Excerpted passage:
[Start of Attachment]

Plaintiff further testified that he never stopped the drill rods when exiting the trench, and claimed he was never told to stop them at this time. He agreed it would be easy to do so and not inconvenient to the drilling process. Plaintiff's testimony was controverted by Robertson and other witnesses, who testified that they had told the plaintiff he was to stop the machine while exiting the ditch. Robertson added that plaintiff was aware of the reason for the rule, since plaintiff was aware that Robertson had been injured when his clothing had gotten tangled up with a drill rod. Plaintiff denied any knowledge of Robertson's injury.

Plaintiff recognized the fact that the degree of side-to-side movement of the rods is greater as one moved away from the front of the trench toward the machine. He testified that he was not aware that by brushing against the turning rods his clothing could become tangled, although this testimony was controverted by Robertson. Plaintiff also testified that he had never been told to tape his pant legs or avoid wearing loose clothing while in the trench.

Plaintiff testified that on the day of the accident his crew was beginning to drill a third hole under a sidewalk. He stated that on the first two occasions he neither used the plastic sleeve nor stopped the machine when leaving the ditch, and yet nothing was said to him about his actions. He further testified that on the first two drillings, William Robertson, his foreman, was directly above him and must have seen that he was not using the plastic sleeve, and did not stop the machine to get out of the trench. Robertson denied this. On cross-examination, plaintiff admitted stating in a previous deposition that he had no idea where Robertson was on the first two attempts, and during trial, admitted that the deposition testimony was correct. Plaintiff testified that he was wearing straight-leg jeans, while Robertson testified he was wearing bell-bottoms.

On the third drilling, Don Moulton, McCartin's equipment operator, was running the Fleetline trencher from its seat. He had his hand on the on/off lever, which allowed him to turn the auger off almost instantaneously. Moulton had an unobstructed view of both plaintiff and the hook man, Rick Hoover, who was midway between Moulton and the plaintiff. Moulton testified that the machine was operating at one-quarter throttle, which would result in about 26 revolutions per minute. Plaintiff was in the ditch with his back to Moulton and was bending over the rod. He did not have the plastic sleeve but used his bare hands to control the rod. He gave a hand signal to start the auger. When the rod had entered the ground for a distance of about six feet, plaintiff straightened up, at which point it was clear that he was no longer guiding the rods. Plaintiff moved backwards several feet, watching his feet as he did so. He stated that he was trying to avoid contact with the rods but indicated he was doing this because he did not want to alter the direction of the auger. Moulton testified that the rods were not to be let go until it was no longer possible to change the direction of penetration. Plaintiff retreated from the front of the ditch for approximately six feet, at which time he put his hands on the sides of the trench and started to climb out. At this time, he was straddling the rod, which was in the center of the ditch. Moulton testified he would have been able to see if plaintiff had straightened up or if he had started to exit the ditch. He also stated that it was his duty to look for the lead man to begin exiting the ditch, and that if he had seen this, he would have stopped the machine immediately.

[End of Attachment]

Supplied entries:

[Start of Attachment]

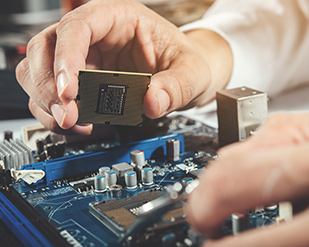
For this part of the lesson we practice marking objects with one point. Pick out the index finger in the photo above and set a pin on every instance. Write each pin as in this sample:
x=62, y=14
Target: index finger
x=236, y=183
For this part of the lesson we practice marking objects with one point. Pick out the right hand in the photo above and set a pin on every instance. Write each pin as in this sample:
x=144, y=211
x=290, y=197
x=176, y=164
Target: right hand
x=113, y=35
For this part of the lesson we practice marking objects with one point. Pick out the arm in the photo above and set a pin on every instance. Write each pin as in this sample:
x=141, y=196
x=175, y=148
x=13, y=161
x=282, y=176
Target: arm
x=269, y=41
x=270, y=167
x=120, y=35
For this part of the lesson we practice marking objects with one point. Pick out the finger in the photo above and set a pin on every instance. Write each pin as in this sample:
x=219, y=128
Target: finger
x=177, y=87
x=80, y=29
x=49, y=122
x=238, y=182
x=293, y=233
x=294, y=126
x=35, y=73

[End of Attachment]
[Start of Attachment]

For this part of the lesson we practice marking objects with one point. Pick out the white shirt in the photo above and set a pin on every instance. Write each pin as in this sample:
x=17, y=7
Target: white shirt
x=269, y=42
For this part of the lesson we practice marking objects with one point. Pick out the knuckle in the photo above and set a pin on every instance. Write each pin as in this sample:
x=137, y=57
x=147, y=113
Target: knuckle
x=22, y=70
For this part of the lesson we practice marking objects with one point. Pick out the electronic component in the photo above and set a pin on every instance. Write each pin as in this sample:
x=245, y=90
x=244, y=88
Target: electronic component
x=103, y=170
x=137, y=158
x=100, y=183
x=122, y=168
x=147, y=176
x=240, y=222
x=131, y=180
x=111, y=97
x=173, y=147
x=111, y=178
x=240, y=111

[End of Attachment]

Required action 1:
Translate this sentence from the drilling-accident testimony into Spanish: "Plaintiff denied any knowledge of Robertson's injury."
Required action 2:
List every named individual whose job the drilling-accident testimony states, with that job.
Required action 3:
Reproduce part of the drilling-accident testimony. Begin at the words "Plaintiff further testified" and stop after "of Robertson's injury.". Switch "trench" to "excavation".

Response area 1:
El demandante negó tener conocimiento alguno de la lesión de Robertson.

Response area 2:
- William Robertson: foreman
- Don Moulton: McCartin's equipment operator
- Rick Hoover: hook man

Response area 3:
Plaintiff further testified that he never stopped the drill rods when exiting the excavation, and claimed he was never told to stop them at this time. He agreed it would be easy to do so and not inconvenient to the drilling process. Plaintiff's testimony was controverted by Robertson and other witnesses, who testified that they had told the plaintiff he was to stop the machine while exiting the ditch. Robertson added that plaintiff was aware of the reason for the rule, since plaintiff was aware that Robertson had been injured when his clothing had gotten tangled up with a drill rod. Plaintiff denied any knowledge of Robertson's injury.